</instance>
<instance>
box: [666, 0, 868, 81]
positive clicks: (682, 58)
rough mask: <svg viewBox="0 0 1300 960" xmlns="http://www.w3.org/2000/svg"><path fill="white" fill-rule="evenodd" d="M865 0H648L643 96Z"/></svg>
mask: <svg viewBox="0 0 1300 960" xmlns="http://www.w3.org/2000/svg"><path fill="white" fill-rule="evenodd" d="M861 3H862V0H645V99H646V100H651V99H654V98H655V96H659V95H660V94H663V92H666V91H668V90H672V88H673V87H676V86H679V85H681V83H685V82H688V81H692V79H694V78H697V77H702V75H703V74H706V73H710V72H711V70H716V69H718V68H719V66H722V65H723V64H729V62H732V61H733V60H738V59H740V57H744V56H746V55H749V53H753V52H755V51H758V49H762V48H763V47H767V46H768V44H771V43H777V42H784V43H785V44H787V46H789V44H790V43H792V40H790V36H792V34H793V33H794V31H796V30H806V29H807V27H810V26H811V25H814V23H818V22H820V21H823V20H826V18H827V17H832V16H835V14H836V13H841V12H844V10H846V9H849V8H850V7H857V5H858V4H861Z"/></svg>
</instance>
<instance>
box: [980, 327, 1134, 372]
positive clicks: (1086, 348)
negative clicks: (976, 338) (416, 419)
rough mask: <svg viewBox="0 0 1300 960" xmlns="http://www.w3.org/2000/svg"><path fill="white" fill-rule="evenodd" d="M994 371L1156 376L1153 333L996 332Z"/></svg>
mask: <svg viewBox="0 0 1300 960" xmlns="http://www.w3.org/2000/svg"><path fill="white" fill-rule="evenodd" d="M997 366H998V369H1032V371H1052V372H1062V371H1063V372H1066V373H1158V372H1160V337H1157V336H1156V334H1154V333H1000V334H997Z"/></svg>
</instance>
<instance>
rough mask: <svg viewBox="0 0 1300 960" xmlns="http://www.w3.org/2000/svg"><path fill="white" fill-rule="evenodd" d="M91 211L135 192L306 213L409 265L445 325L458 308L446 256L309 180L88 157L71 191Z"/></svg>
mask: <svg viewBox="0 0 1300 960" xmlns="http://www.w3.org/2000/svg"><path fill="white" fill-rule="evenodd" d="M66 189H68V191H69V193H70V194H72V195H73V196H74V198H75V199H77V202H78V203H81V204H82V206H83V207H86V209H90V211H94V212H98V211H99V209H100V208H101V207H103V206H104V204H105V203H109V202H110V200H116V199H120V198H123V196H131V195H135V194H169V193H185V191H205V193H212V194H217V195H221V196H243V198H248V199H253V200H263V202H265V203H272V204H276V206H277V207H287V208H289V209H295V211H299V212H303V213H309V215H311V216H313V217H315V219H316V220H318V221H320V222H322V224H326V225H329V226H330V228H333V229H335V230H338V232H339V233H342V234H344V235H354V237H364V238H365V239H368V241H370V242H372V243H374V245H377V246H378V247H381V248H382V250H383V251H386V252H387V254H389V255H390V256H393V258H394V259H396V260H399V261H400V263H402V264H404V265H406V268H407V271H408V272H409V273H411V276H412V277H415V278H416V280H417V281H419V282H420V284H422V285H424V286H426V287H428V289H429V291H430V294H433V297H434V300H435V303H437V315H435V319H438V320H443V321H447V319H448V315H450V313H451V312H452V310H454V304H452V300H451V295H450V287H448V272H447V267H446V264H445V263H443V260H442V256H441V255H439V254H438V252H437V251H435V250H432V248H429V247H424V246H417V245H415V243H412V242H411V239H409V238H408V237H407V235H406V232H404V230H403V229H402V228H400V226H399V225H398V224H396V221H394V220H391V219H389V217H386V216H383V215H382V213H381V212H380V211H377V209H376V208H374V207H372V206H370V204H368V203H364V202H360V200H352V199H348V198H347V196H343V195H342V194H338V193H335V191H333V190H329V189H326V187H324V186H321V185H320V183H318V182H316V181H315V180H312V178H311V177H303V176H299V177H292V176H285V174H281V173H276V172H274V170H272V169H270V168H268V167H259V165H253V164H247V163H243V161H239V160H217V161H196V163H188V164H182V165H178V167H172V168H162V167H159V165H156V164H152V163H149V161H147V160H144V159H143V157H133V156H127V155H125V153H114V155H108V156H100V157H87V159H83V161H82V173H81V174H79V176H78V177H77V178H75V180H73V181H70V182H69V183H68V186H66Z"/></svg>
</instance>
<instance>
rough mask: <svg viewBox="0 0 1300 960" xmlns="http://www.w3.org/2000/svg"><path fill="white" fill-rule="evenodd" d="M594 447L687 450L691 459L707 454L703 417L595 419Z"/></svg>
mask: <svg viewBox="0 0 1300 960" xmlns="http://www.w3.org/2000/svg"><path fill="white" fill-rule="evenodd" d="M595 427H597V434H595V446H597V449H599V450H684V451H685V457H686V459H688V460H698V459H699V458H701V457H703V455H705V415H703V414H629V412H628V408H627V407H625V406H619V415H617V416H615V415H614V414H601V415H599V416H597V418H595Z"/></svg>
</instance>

════════════════

EXERCISE. Your task is to copy every entry above, exactly as written.

ANSWER SECTION.
</instance>
<instance>
box: [666, 0, 868, 81]
positive clicks: (682, 58)
rough mask: <svg viewBox="0 0 1300 960" xmlns="http://www.w3.org/2000/svg"><path fill="white" fill-rule="evenodd" d="M865 0H648L643 96Z"/></svg>
mask: <svg viewBox="0 0 1300 960" xmlns="http://www.w3.org/2000/svg"><path fill="white" fill-rule="evenodd" d="M861 3H862V0H645V99H646V100H651V99H654V98H655V96H659V95H660V94H663V92H666V91H668V90H672V88H673V87H676V86H679V85H681V83H685V82H688V81H692V79H694V78H697V77H702V75H703V74H706V73H710V72H711V70H716V69H718V68H719V66H722V65H723V64H729V62H732V61H733V60H738V59H740V57H744V56H746V55H749V53H753V52H755V51H758V49H762V48H763V47H767V46H768V44H771V43H777V42H784V43H785V44H787V46H789V44H790V43H792V40H790V36H792V34H793V33H794V31H796V30H806V29H807V27H810V26H811V25H814V23H818V22H820V21H823V20H826V18H827V17H832V16H835V14H836V13H841V12H844V10H846V9H849V8H850V7H857V5H858V4H861Z"/></svg>
</instance>
<instance>
box: [980, 327, 1134, 372]
positive clicks: (1086, 348)
negative clicks: (976, 338) (416, 419)
rough mask: <svg viewBox="0 0 1300 960" xmlns="http://www.w3.org/2000/svg"><path fill="white" fill-rule="evenodd" d="M994 371L1156 376L1153 333L996 332Z"/></svg>
mask: <svg viewBox="0 0 1300 960" xmlns="http://www.w3.org/2000/svg"><path fill="white" fill-rule="evenodd" d="M997 366H998V369H1032V371H1052V372H1062V371H1063V372H1066V373H1158V372H1160V337H1157V336H1156V334H1154V333H1000V334H997Z"/></svg>
</instance>
<instance>
rough mask: <svg viewBox="0 0 1300 960" xmlns="http://www.w3.org/2000/svg"><path fill="white" fill-rule="evenodd" d="M91 211L135 192L306 213L409 265L445 325L458 308L446 256L309 180L88 157L71 191Z"/></svg>
mask: <svg viewBox="0 0 1300 960" xmlns="http://www.w3.org/2000/svg"><path fill="white" fill-rule="evenodd" d="M66 189H68V191H69V193H70V194H72V195H73V196H74V198H75V199H77V202H78V203H81V204H82V206H83V207H86V209H90V211H94V212H98V211H99V209H100V208H101V207H103V206H104V204H105V203H109V202H110V200H116V199H120V198H123V196H131V195H135V194H169V193H185V191H205V193H212V194H217V195H221V196H243V198H248V199H253V200H263V202H265V203H272V204H276V206H277V207H287V208H289V209H295V211H299V212H303V213H309V215H311V216H313V217H315V219H316V220H318V221H320V222H322V224H326V225H329V226H330V228H333V229H335V230H338V232H339V233H342V234H344V235H354V237H364V238H365V239H368V241H370V242H372V243H374V245H377V246H378V247H381V248H382V250H383V251H386V252H387V254H389V255H390V256H393V258H394V259H396V260H399V261H400V263H402V264H404V265H406V268H407V271H408V272H409V273H411V276H412V277H415V278H416V280H417V281H419V282H420V284H422V285H424V286H426V287H428V289H429V291H430V294H433V297H434V300H435V303H437V315H435V319H438V320H443V321H447V319H448V315H450V313H451V312H452V310H454V304H452V300H451V295H450V287H448V272H447V267H446V264H445V263H443V260H442V256H441V255H439V254H438V252H437V251H435V250H432V248H429V247H424V246H417V245H415V243H412V242H411V239H409V238H408V237H407V235H406V232H404V230H403V229H402V228H400V226H399V225H398V224H396V221H394V220H391V219H389V217H386V216H383V215H382V213H381V212H380V211H377V209H376V208H374V207H372V206H370V204H368V203H364V202H360V200H352V199H348V198H347V196H343V195H342V194H338V193H335V191H333V190H329V189H326V187H324V186H321V185H320V183H318V182H316V181H315V180H312V178H311V177H303V176H299V177H292V176H285V174H281V173H276V172H274V170H272V169H270V168H268V167H259V165H253V164H247V163H243V161H239V160H217V161H196V163H188V164H182V165H178V167H172V168H162V167H159V165H156V164H152V163H149V161H147V160H144V159H143V157H133V156H127V155H125V153H114V155H108V156H100V157H87V159H83V161H82V173H81V174H79V176H78V177H77V178H75V180H73V181H70V182H69V183H68V186H66Z"/></svg>
</instance>
<instance>
rough mask: <svg viewBox="0 0 1300 960" xmlns="http://www.w3.org/2000/svg"><path fill="white" fill-rule="evenodd" d="M594 447L687 450L691 459L707 454L703 417L595 419Z"/></svg>
mask: <svg viewBox="0 0 1300 960" xmlns="http://www.w3.org/2000/svg"><path fill="white" fill-rule="evenodd" d="M595 427H597V434H595V446H597V449H599V450H684V451H685V457H686V459H688V460H698V459H699V458H701V457H703V455H705V415H703V414H629V412H628V408H627V407H625V406H619V415H617V416H615V415H614V414H601V415H599V416H597V418H595Z"/></svg>
</instance>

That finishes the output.